PROVIDED RECORDS
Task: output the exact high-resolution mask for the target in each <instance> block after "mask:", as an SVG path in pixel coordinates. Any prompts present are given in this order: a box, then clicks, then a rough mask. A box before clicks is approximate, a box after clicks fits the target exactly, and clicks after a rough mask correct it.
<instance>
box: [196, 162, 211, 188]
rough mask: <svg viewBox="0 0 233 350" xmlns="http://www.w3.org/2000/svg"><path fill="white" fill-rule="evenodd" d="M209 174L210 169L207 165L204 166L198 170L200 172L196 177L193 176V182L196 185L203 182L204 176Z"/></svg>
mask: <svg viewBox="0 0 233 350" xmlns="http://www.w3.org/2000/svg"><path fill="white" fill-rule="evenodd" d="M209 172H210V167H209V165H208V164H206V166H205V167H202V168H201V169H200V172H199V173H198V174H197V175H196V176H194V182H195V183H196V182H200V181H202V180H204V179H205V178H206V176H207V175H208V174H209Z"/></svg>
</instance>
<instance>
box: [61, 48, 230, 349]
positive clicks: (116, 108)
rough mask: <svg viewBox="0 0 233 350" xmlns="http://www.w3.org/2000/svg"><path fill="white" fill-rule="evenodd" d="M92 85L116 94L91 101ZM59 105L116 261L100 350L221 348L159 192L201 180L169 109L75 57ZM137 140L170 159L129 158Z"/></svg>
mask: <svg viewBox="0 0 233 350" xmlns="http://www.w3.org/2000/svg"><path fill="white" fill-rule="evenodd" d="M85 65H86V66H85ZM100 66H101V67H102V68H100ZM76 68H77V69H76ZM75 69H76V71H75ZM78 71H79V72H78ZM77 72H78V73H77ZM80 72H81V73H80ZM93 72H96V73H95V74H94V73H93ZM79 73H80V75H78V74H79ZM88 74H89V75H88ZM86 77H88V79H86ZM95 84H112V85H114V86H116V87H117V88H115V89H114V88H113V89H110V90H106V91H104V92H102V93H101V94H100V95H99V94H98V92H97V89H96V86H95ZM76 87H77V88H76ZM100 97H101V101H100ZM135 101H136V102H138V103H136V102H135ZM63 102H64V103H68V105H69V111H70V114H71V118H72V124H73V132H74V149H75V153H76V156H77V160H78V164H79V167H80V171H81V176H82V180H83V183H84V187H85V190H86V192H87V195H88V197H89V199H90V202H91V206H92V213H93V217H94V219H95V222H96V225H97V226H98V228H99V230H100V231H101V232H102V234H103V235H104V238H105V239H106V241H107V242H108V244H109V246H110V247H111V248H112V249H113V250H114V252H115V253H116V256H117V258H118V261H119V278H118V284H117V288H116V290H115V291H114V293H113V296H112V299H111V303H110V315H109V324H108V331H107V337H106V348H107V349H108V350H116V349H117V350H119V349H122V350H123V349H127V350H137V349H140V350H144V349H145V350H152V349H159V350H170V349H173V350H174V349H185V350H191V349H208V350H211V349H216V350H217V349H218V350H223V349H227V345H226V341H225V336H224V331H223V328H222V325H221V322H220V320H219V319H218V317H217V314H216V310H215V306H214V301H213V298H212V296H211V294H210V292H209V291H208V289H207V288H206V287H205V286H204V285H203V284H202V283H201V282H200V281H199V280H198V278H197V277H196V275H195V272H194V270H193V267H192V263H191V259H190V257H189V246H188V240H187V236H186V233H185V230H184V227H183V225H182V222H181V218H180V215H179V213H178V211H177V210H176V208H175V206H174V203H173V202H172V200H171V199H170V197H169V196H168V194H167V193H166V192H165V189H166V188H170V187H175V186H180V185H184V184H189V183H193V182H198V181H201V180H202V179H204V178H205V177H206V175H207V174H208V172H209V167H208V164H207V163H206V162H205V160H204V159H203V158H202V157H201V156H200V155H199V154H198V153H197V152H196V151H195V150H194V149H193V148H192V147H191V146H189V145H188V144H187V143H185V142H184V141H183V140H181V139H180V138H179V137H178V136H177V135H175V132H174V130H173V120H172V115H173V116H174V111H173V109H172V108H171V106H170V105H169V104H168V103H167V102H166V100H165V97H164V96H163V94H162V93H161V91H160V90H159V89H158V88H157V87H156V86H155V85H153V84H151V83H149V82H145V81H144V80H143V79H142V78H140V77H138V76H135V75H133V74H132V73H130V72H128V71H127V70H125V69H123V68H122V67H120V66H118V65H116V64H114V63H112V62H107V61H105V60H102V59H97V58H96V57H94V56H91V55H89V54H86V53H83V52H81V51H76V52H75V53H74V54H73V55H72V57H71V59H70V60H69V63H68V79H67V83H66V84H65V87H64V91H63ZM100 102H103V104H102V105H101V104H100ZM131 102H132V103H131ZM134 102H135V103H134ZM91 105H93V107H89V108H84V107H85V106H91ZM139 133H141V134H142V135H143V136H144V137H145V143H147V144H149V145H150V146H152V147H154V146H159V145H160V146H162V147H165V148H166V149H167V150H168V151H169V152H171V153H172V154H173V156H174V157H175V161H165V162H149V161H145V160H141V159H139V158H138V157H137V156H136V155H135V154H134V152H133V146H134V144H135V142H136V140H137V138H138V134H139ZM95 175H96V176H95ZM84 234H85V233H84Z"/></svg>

BRIEF
Repeat the data above, swapping every occurrence of "rough mask" for "coarse mask" and leaving all else unchanged.

ANSWER SECTION
Task: output the exact high-resolution mask for the target in each <instance> block after "mask:", as an SVG path in pixel coordinates. Any prompts present are given in this order: a box, then clicks, then a coarse mask. A box before clicks is approximate, a box after clicks fits the target exactly, and clicks after a coarse mask correct it.
<instance>
box: [196, 162, 211, 188]
coarse mask: <svg viewBox="0 0 233 350" xmlns="http://www.w3.org/2000/svg"><path fill="white" fill-rule="evenodd" d="M209 174L210 169L207 165L204 166L198 170L200 172L196 177L193 176V182L196 185L203 182L204 176Z"/></svg>
mask: <svg viewBox="0 0 233 350" xmlns="http://www.w3.org/2000/svg"><path fill="white" fill-rule="evenodd" d="M209 172H210V167H209V165H208V164H206V166H205V167H202V168H201V169H200V172H199V173H198V174H197V175H196V176H194V182H195V183H196V182H200V181H202V180H204V179H205V178H206V176H207V175H208V174H209Z"/></svg>
</instance>
<instance>
box: [61, 48, 230, 349]
positive clicks: (116, 108)
coarse mask: <svg viewBox="0 0 233 350" xmlns="http://www.w3.org/2000/svg"><path fill="white" fill-rule="evenodd" d="M92 85L116 94L91 101ZM59 105L116 261L100 350L221 348L159 192L201 180L169 109L75 57ZM137 140L170 159L129 158Z"/></svg>
mask: <svg viewBox="0 0 233 350" xmlns="http://www.w3.org/2000/svg"><path fill="white" fill-rule="evenodd" d="M85 65H86V66H85ZM100 66H101V67H102V68H100ZM76 68H77V69H76ZM75 69H76V71H75ZM78 71H79V72H78ZM77 72H78V73H77ZM80 72H81V73H80ZM93 72H96V73H95V74H94V73H93ZM79 73H80V75H78V74H79ZM88 74H89V75H88ZM86 77H88V79H86ZM95 84H112V85H114V86H116V87H117V88H115V89H114V88H113V89H110V90H106V91H104V92H102V93H101V94H100V95H99V94H98V92H97V89H96V86H95ZM76 87H77V88H76ZM100 97H101V101H100ZM135 101H136V102H138V103H136V102H135ZM63 102H64V103H68V105H69V111H70V114H71V118H72V124H73V132H74V149H75V153H76V156H77V160H78V164H79V167H80V171H81V176H82V180H83V183H84V187H85V190H86V192H87V195H88V197H89V199H90V202H91V206H92V213H93V217H94V219H95V222H96V225H97V226H98V228H99V230H100V231H101V232H102V234H103V235H104V238H105V239H106V241H107V242H108V244H109V246H110V247H111V248H112V249H113V250H114V252H115V253H116V256H117V258H118V261H119V278H118V284H117V288H116V290H115V291H114V293H113V296H112V299H111V303H110V315H109V324H108V331H107V337H106V348H107V349H108V350H116V349H117V350H119V349H122V350H123V349H127V350H137V349H140V350H144V349H145V350H152V349H159V350H170V349H173V350H174V349H185V350H191V349H208V350H211V349H216V350H217V349H218V350H223V349H227V345H226V341H225V336H224V331H223V328H222V325H221V322H220V320H219V319H218V317H217V314H216V310H215V306H214V301H213V298H212V296H211V294H210V292H209V291H208V289H207V288H206V287H205V286H204V285H203V284H202V283H201V282H200V281H199V280H198V278H197V277H196V275H195V272H194V270H193V267H192V263H191V259H190V257H189V246H188V240H187V236H186V233H185V230H184V227H183V225H182V222H181V218H180V215H179V213H178V211H177V210H176V208H175V206H174V203H173V202H172V200H171V199H170V197H169V196H168V194H167V193H166V192H165V189H166V188H170V187H175V186H180V185H184V184H189V183H193V182H198V181H201V180H202V179H204V178H205V177H206V175H207V174H208V172H209V167H208V164H207V163H206V162H205V160H204V159H203V158H202V157H201V156H200V155H199V154H198V153H197V152H196V151H195V150H194V149H193V148H192V147H191V146H189V145H188V144H187V143H185V142H184V141H183V140H181V139H180V138H179V137H178V136H177V135H175V132H174V130H173V120H172V115H173V116H174V111H173V109H172V108H171V106H170V105H169V104H168V103H167V102H166V100H165V97H164V96H163V94H162V93H161V91H160V90H159V89H158V88H157V87H156V86H155V85H153V84H151V83H149V82H145V81H144V80H143V79H142V78H140V77H138V76H135V75H133V74H132V73H130V72H128V71H127V70H125V69H123V68H122V67H120V66H118V65H116V64H114V63H112V62H107V61H105V60H102V59H97V58H96V57H94V56H91V55H89V54H86V53H83V52H81V51H76V52H75V53H74V54H73V55H72V57H71V59H70V60H69V63H68V79H67V83H66V84H65V87H64V91H63ZM100 102H103V104H102V105H101V104H100ZM131 102H132V103H131ZM134 102H135V103H134ZM91 105H93V107H89V108H84V107H85V106H91ZM139 133H141V134H142V135H143V136H144V137H145V143H147V144H149V145H150V146H152V147H154V146H159V145H160V146H162V147H165V148H166V149H167V150H168V151H169V152H171V153H172V154H173V156H174V157H175V161H165V162H149V161H145V160H141V159H139V158H138V157H137V156H136V155H135V154H134V152H133V146H134V144H135V142H136V140H137V138H138V134H139ZM95 175H96V176H95ZM84 234H85V233H84Z"/></svg>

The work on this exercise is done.